* Activities *
1 – In the article on police-recorded crime in England and Wales, how many rape offences were recorded in the year to March 2022?
2 – Quote the passage of the police-recorded crime article from "Police-recorded crimes including" up to and including "of attempted murder.".

* Document passage *
============================================================

Police-recorded crimes including rape, general sexual offences, and violence against the person have hit an all-time high since comparable records began in 2002.
Fully 6.3 million crimes were recorded in England and Wales in the year to March 2022 — a double-digit increase of 16 per cent on the previous year, according to the Office for National Statistics (ONS).
So-called high-harm offences appear to have increased even more sharply, with homicides up 25 per cent to 710 and sexual offences up 32 per cent to astonishing 194,683 offences.
This includes the highest number of rape offences yet recorded, at 70,330.
Knife crime, a perennial issue in Britain, was up by a comparatively modest 10 per cent to 49,027 offences, with the ONS noting that all forms of knife-enabled violent and sexual crimes increased with the sole exception of attempted murder.
While this seems somewhat paradoxical, the authorities seem at times to be strangely reluctant to acknowledge actions that very much resemble an attempt to kill as attempted murder — as in the case of Afghan career criminal Hamid Akhonzada, who forced a teenager to the floor of a public bus and “held his head back and drew a bladed article described as a steak knife across the throat” but was only prosecuted for “wounding with intent”, for example.
Crimes of violence against the person in general increased by 18 per cent to some 2.1 million.
“Police-recorded crime shows some indications of violent offences returning to or exceeding levels seen before the pandemic,” commented Billy Gazard for the Office for National Statistics.
“Sexual offences recorded by the police were at the highest level recorded within a 12-month period in the year ending March 2022, a 32 per cent increase from the previous year,” he emphasised — but added that such changes “may reflect a number of factors including the impact of high-profile cases and campaigns on victims’ willingness to report incidents.”
Better recording and more people coming forward — as opposed to society becoming increasingly lawless amid a breakdown in social cohesion — is often trotted out as an excuse for worsening crime statistics by politicians and officials.

============================================================

Records from a dataset
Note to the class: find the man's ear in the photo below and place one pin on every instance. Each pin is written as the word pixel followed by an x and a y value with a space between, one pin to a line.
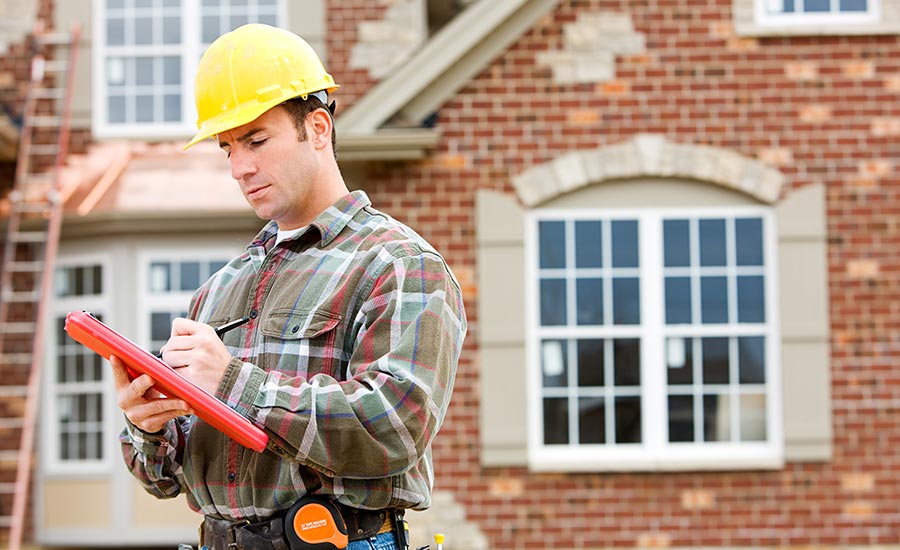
pixel 319 128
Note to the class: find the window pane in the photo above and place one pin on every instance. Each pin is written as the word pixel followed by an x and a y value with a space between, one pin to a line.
pixel 816 5
pixel 143 71
pixel 716 418
pixel 680 360
pixel 676 243
pixel 553 302
pixel 628 420
pixel 190 275
pixel 554 364
pixel 748 239
pixel 627 362
pixel 715 360
pixel 624 243
pixel 751 301
pixel 591 420
pixel 160 326
pixel 160 278
pixel 115 31
pixel 713 300
pixel 143 30
pixel 853 5
pixel 751 359
pixel 556 421
pixel 681 418
pixel 626 301
pixel 172 108
pixel 590 363
pixel 589 301
pixel 712 243
pixel 753 418
pixel 171 30
pixel 678 300
pixel 171 70
pixel 144 108
pixel 588 249
pixel 552 244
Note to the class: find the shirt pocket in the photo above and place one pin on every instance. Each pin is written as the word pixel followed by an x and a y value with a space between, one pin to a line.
pixel 301 343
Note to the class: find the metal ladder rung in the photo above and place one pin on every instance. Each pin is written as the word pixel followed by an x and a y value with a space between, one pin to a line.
pixel 48 93
pixel 30 236
pixel 21 296
pixel 44 121
pixel 15 359
pixel 13 391
pixel 17 327
pixel 56 66
pixel 19 266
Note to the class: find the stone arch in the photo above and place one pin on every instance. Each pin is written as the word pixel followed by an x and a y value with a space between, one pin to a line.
pixel 648 155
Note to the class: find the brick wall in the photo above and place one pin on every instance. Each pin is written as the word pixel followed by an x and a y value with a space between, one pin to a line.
pixel 821 110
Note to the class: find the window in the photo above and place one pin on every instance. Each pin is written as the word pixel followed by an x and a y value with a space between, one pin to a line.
pixel 147 55
pixel 653 338
pixel 817 12
pixel 168 287
pixel 78 437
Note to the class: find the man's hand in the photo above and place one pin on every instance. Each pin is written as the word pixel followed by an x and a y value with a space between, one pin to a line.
pixel 143 405
pixel 198 353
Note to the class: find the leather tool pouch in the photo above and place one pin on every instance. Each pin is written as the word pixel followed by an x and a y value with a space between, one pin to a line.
pixel 315 523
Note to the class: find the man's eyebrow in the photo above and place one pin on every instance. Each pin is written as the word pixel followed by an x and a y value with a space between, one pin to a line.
pixel 247 135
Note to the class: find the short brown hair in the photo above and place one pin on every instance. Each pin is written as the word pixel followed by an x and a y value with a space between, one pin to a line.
pixel 299 108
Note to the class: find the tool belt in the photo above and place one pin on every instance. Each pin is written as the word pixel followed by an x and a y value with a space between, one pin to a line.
pixel 220 534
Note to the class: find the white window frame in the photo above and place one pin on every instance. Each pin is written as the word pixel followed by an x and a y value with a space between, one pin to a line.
pixel 654 453
pixel 101 304
pixel 189 51
pixel 835 17
pixel 150 302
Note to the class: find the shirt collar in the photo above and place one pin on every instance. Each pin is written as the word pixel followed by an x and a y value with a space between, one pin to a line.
pixel 329 223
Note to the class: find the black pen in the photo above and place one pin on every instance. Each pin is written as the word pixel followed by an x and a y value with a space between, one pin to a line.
pixel 222 329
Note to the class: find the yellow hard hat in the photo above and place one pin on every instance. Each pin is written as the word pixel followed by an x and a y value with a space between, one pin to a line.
pixel 249 70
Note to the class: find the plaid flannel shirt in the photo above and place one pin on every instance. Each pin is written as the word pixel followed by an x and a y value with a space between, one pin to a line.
pixel 348 365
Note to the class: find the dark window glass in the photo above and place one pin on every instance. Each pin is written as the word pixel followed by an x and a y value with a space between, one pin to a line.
pixel 713 300
pixel 680 360
pixel 854 5
pixel 712 243
pixel 628 420
pixel 627 362
pixel 190 275
pixel 589 301
pixel 748 239
pixel 590 362
pixel 751 300
pixel 552 244
pixel 624 243
pixel 678 300
pixel 588 248
pixel 716 418
pixel 676 243
pixel 752 359
pixel 553 302
pixel 591 420
pixel 715 360
pixel 556 421
pixel 554 363
pixel 626 301
pixel 681 418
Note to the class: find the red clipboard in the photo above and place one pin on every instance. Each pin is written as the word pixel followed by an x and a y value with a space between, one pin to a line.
pixel 89 331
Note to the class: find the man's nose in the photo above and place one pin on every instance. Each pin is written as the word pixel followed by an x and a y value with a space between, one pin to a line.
pixel 242 165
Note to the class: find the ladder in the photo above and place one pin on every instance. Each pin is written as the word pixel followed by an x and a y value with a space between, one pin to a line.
pixel 26 272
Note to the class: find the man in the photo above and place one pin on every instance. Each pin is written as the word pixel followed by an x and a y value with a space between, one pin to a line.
pixel 355 326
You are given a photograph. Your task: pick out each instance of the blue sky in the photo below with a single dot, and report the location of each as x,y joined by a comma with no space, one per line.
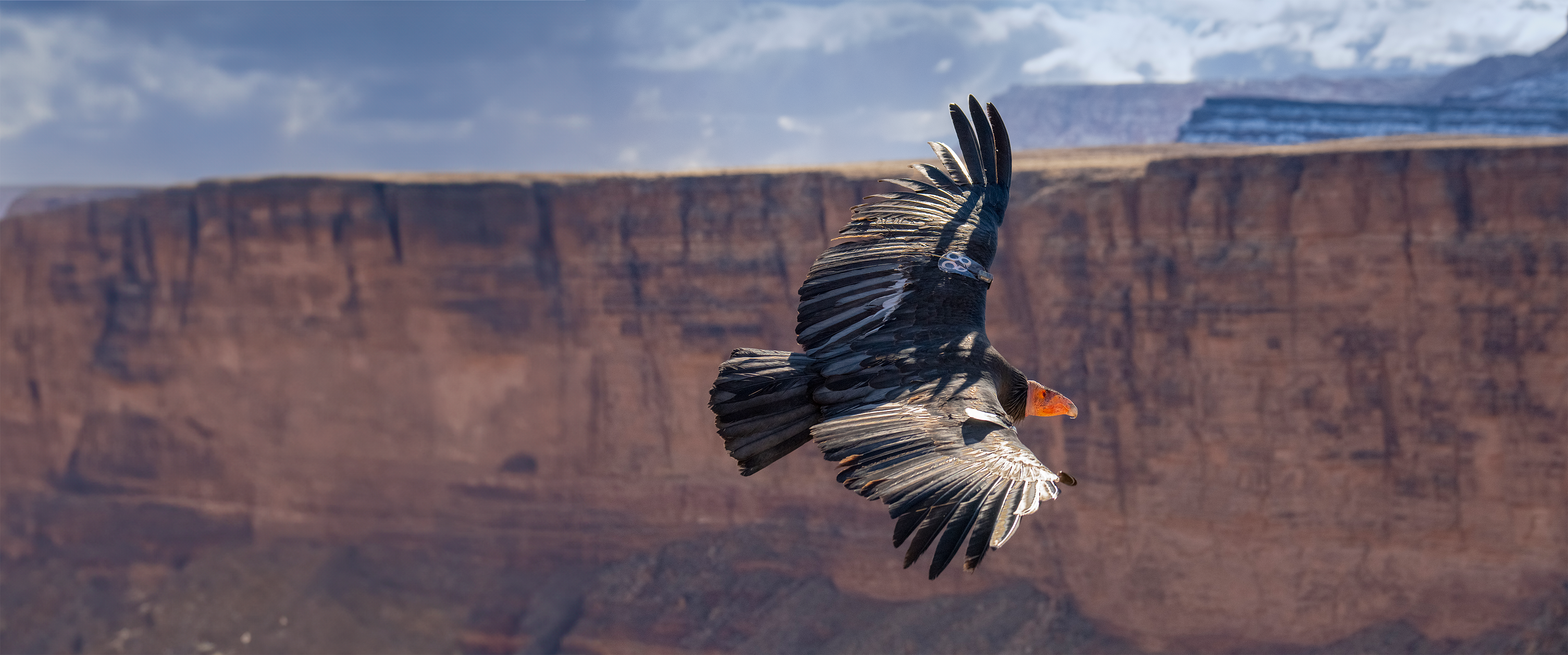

============================================================

* Numbered responses *
1 – 70,330

2 –
Police-recorded crimes including rape, general sexual offences, and violence against the person have hit an all-time high since comparable records began in 2002.
Fully 6.3 million crimes were recorded in England and Wales in the year to March 2022 — a double-digit increase of 16 per cent on the previous year, according to the Office for National Statistics (ONS).
So-called high-harm offences appear to have increased even more sharply, with homicides up 25 per cent to 710 and sexual offences up 32 per cent to astonishing 194,683 offences.
This includes the highest number of rape offences yet recorded, at 70,330.
Knife crime, a perennial issue in Britain, was up by a comparatively modest 10 per cent to 49,027 offences, with the ONS noting that all forms of knife-enabled violent and sexual crimes increased with the sole exception of attempted murder.